** Exercise task **
Reproduce every one of the following records word for word, without changing anything.

** Dataset excerpts **
Start

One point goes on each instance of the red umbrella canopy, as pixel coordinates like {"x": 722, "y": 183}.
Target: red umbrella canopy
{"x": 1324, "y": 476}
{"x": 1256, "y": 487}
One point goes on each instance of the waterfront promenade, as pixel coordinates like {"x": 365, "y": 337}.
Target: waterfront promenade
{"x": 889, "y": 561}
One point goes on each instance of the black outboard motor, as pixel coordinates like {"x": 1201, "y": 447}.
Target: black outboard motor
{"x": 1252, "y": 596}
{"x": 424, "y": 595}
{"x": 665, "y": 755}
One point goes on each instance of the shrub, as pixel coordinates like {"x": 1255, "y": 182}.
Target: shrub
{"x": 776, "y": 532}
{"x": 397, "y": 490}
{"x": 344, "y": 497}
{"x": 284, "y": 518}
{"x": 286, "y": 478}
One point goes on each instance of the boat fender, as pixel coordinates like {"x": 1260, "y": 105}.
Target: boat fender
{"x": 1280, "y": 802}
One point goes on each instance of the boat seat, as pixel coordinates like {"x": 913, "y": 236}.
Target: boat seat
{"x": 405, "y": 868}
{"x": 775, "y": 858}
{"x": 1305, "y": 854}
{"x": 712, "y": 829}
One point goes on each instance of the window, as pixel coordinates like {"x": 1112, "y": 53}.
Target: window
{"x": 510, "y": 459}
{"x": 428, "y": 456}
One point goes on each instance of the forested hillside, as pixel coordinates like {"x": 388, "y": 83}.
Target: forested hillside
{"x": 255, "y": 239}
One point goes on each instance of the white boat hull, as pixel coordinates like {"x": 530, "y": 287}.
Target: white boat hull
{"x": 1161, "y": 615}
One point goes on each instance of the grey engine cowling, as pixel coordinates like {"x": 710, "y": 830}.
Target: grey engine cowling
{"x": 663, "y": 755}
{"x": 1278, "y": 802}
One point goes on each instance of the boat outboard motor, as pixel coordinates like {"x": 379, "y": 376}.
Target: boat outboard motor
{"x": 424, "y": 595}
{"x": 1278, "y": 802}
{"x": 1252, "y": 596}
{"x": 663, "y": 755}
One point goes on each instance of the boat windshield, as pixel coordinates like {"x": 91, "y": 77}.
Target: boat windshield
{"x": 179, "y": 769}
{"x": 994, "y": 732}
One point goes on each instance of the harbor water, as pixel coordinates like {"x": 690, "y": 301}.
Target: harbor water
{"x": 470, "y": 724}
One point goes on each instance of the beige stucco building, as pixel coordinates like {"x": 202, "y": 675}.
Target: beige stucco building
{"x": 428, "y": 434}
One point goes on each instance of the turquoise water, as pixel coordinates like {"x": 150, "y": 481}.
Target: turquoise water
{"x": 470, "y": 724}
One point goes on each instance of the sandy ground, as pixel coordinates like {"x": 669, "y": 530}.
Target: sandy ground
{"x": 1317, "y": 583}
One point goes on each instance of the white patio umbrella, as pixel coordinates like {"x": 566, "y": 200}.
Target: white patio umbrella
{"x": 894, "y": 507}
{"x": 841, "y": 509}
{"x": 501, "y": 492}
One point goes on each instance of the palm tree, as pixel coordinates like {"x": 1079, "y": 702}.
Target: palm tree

End

** Exercise solution **
One point goes on each instance of the red umbrella canopy, as pixel coordinates like {"x": 722, "y": 183}.
Target: red umbrella canopy
{"x": 1324, "y": 476}
{"x": 1256, "y": 487}
One point goes on each instance of the waterfront promenade, as pixel coordinates like {"x": 365, "y": 337}.
Target: waterfront promenade
{"x": 889, "y": 561}
One point goes on each instance of the black outboard motor, as pixel coordinates like {"x": 1201, "y": 447}.
Target: black outboard motor
{"x": 1252, "y": 596}
{"x": 424, "y": 595}
{"x": 665, "y": 755}
One point goes on each instance of the shrub, as pixel coordinates like {"x": 1255, "y": 182}.
Target: shrub
{"x": 776, "y": 532}
{"x": 397, "y": 490}
{"x": 344, "y": 497}
{"x": 284, "y": 518}
{"x": 286, "y": 478}
One point goes on each instance of the boat fender, as pixel coordinates like {"x": 1260, "y": 105}.
Target: boat fender
{"x": 1280, "y": 802}
One point goes on each instance of the boat seat, as pixel coordinates like {"x": 913, "y": 236}.
Target: boat seat
{"x": 405, "y": 868}
{"x": 775, "y": 858}
{"x": 1305, "y": 854}
{"x": 712, "y": 829}
One point goes on each instance of the window, as pixel coordinates like {"x": 1112, "y": 53}.
Target: window
{"x": 510, "y": 459}
{"x": 428, "y": 456}
One point goes on each instance of the forested hillside, as pixel coordinates like {"x": 388, "y": 83}.
Target: forested hillside
{"x": 255, "y": 239}
One point goes on each instance of the white boat hull, as pixel coordinates like {"x": 530, "y": 287}.
Target: white boat hull
{"x": 1161, "y": 615}
One point goes on each instance of the grey engine cowling, as pixel coordinates like {"x": 710, "y": 830}.
Target: grey engine cowling
{"x": 663, "y": 755}
{"x": 1278, "y": 802}
One point goes on each instance of the boat outboard motor, as pixel coordinates like {"x": 379, "y": 376}.
Target: boat outboard motor
{"x": 424, "y": 595}
{"x": 1278, "y": 802}
{"x": 1252, "y": 596}
{"x": 663, "y": 755}
One point goes on each instance of the boat windshield, as pixel coordinates like {"x": 91, "y": 77}.
Target: boat windshield
{"x": 179, "y": 769}
{"x": 994, "y": 732}
One point goes on each instance of the harbor water, as pixel coordinates like {"x": 690, "y": 301}.
Target: harbor water
{"x": 470, "y": 724}
One point goes on each instance of the beige stucco building, as pixel coordinates like {"x": 202, "y": 675}.
Target: beige stucco building
{"x": 428, "y": 434}
One point goes on each instance of the turquoise water, as pixel coordinates like {"x": 150, "y": 481}.
Target: turquoise water
{"x": 470, "y": 724}
One point goes on each instance of the sandy ground, as pixel coordinates like {"x": 669, "y": 530}.
Target: sandy ground
{"x": 1317, "y": 583}
One point goes on each instance of the white patio umbrella, as pixel coordinates like {"x": 566, "y": 200}.
Target: white patio umbrella
{"x": 894, "y": 507}
{"x": 841, "y": 509}
{"x": 501, "y": 492}
One point goes on each instance of the palm tree, as pixel coordinates like {"x": 1079, "y": 702}.
Target: palm tree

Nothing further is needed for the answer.